Stated problem: Determine how many lines of the data below contain the string "faucet". Give only the number.

Material for this task:
>>>

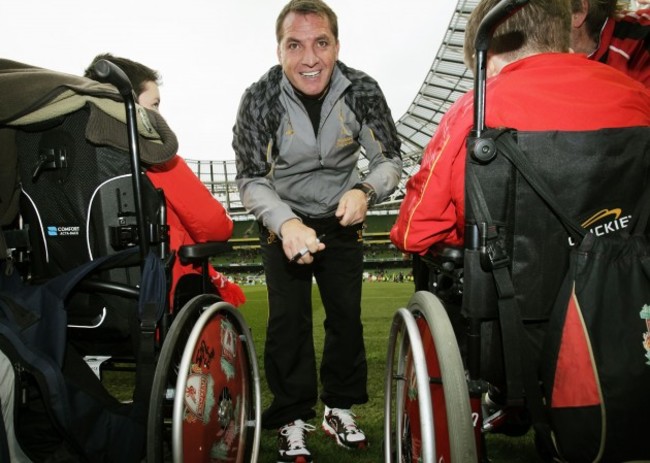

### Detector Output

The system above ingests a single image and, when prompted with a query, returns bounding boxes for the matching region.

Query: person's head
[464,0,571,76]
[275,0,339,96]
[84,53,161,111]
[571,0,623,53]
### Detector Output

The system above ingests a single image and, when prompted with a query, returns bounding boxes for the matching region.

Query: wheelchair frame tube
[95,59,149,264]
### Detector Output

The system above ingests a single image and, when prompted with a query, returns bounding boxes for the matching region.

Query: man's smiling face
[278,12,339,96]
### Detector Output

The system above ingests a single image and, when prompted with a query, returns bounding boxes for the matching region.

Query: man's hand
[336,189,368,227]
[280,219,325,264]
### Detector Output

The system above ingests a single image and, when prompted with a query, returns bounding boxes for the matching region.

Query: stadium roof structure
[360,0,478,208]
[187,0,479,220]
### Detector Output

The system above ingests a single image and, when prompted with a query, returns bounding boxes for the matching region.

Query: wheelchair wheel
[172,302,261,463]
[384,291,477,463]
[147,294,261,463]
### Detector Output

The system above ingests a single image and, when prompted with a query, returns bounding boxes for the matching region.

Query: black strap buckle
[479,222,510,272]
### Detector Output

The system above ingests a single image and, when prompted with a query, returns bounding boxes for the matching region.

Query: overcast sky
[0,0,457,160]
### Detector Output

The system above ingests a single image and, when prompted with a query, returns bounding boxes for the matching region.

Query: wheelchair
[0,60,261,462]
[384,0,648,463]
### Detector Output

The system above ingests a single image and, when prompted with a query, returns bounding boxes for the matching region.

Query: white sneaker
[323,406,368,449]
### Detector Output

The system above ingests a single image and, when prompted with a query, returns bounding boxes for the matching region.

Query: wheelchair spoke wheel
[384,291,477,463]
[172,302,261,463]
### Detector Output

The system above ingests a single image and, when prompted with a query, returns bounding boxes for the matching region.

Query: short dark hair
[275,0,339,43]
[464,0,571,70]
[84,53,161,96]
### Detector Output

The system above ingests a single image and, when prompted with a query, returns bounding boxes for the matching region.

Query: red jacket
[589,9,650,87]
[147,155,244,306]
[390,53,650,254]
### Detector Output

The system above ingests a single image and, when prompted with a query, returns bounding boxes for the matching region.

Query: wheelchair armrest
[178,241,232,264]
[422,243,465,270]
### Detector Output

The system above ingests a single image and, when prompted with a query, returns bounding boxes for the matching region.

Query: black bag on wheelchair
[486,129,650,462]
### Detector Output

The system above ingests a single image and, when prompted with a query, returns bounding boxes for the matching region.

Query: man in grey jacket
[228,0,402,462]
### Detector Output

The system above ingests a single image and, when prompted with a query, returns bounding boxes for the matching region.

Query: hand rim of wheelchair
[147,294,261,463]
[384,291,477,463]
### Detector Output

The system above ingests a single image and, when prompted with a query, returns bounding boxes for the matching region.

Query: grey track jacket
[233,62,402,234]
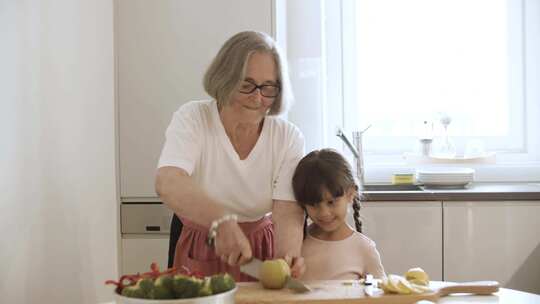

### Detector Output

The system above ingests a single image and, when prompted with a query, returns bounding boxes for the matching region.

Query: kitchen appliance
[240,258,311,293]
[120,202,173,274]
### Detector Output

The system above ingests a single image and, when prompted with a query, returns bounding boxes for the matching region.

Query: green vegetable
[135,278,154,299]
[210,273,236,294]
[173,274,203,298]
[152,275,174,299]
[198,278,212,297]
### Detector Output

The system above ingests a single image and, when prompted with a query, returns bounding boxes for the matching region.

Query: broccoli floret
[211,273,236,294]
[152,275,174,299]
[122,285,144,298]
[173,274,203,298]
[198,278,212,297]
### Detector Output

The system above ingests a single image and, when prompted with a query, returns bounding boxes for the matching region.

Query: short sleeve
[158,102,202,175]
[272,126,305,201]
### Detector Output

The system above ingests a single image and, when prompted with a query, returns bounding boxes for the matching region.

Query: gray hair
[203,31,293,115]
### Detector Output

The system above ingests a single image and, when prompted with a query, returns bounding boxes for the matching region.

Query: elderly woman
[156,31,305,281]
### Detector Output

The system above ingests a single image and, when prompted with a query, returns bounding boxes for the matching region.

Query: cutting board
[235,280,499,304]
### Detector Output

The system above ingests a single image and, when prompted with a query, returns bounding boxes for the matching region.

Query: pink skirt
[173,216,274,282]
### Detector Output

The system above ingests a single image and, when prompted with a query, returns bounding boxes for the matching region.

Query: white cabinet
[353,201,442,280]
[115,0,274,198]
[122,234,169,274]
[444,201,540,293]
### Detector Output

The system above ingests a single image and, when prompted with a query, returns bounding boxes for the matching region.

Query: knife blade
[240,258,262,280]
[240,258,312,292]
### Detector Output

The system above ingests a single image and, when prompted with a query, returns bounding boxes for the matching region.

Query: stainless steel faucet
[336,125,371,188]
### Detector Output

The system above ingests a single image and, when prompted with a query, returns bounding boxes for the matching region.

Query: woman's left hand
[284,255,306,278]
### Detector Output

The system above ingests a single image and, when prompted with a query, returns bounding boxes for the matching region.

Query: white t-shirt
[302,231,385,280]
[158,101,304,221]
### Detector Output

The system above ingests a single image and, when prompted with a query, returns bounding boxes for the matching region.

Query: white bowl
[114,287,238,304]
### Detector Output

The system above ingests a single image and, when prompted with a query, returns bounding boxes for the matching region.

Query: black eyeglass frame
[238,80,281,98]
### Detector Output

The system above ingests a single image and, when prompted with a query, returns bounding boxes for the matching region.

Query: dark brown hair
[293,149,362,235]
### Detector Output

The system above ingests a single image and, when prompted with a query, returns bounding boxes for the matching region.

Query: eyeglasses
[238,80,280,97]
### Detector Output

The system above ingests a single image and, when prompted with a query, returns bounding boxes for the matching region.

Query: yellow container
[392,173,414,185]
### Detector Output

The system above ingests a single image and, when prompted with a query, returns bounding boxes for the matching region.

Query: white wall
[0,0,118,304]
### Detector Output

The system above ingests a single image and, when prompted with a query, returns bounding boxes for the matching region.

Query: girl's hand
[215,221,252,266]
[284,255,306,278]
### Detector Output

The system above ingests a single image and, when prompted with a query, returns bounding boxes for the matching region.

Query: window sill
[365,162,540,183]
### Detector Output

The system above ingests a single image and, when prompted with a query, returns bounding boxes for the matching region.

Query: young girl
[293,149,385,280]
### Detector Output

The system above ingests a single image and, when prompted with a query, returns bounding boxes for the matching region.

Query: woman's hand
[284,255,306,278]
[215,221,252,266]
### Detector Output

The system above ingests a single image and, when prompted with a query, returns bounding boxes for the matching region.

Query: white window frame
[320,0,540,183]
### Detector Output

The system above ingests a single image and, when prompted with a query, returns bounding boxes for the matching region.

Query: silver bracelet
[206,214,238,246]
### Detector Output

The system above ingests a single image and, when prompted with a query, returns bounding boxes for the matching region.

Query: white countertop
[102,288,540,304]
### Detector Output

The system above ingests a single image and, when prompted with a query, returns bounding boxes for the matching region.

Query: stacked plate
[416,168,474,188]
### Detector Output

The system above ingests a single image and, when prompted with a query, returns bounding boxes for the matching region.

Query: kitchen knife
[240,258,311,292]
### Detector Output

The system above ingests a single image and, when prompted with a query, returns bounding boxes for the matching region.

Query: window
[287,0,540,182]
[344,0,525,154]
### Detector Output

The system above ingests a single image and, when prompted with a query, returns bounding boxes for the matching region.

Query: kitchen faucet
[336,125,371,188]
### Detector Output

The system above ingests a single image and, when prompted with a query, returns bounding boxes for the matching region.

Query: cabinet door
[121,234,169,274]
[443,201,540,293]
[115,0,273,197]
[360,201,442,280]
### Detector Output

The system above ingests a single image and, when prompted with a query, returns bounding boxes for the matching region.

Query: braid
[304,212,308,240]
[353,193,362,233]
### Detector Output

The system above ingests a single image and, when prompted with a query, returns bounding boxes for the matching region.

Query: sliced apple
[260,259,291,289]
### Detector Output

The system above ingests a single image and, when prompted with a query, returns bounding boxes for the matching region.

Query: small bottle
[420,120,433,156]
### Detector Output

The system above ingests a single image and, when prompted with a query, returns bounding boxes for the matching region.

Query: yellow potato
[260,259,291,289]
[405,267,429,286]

<<<
>>>

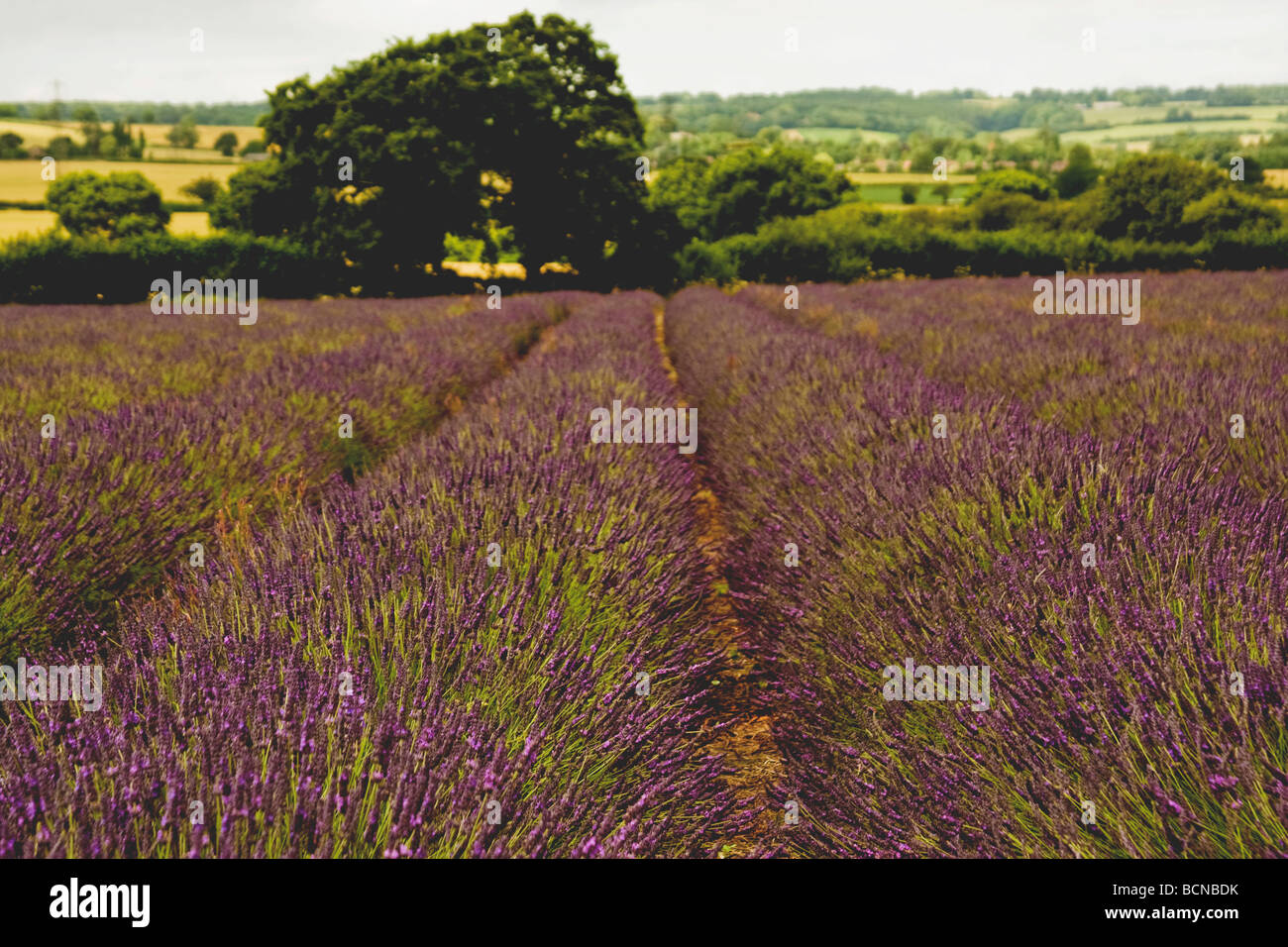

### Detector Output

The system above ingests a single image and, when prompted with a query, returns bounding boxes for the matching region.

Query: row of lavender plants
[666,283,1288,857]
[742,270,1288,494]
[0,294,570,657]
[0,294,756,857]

<<<

Reply to the task: 2